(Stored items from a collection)
++++++++++
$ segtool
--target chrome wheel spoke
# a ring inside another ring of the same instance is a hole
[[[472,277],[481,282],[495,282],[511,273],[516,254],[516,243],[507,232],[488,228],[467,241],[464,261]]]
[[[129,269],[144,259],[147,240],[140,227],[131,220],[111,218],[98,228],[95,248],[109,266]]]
++++++++++
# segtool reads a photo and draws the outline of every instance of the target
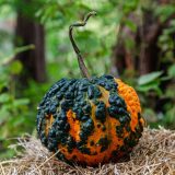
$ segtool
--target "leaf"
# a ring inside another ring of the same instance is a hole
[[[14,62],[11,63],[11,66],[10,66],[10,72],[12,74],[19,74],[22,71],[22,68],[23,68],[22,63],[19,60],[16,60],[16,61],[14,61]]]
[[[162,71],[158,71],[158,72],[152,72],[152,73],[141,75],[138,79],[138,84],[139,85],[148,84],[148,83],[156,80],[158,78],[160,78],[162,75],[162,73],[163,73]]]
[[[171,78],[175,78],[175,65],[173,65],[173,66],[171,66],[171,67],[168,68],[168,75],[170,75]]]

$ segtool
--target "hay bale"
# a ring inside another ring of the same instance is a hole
++++++++++
**What to do:**
Pick out every line of the records that contains the word "target", and copy each one.

**Finished task:**
--target chrome wheel spoke
# segtool reads a photo and draws the outline of every instance of the target
--target "leaf"
--target "hay bale"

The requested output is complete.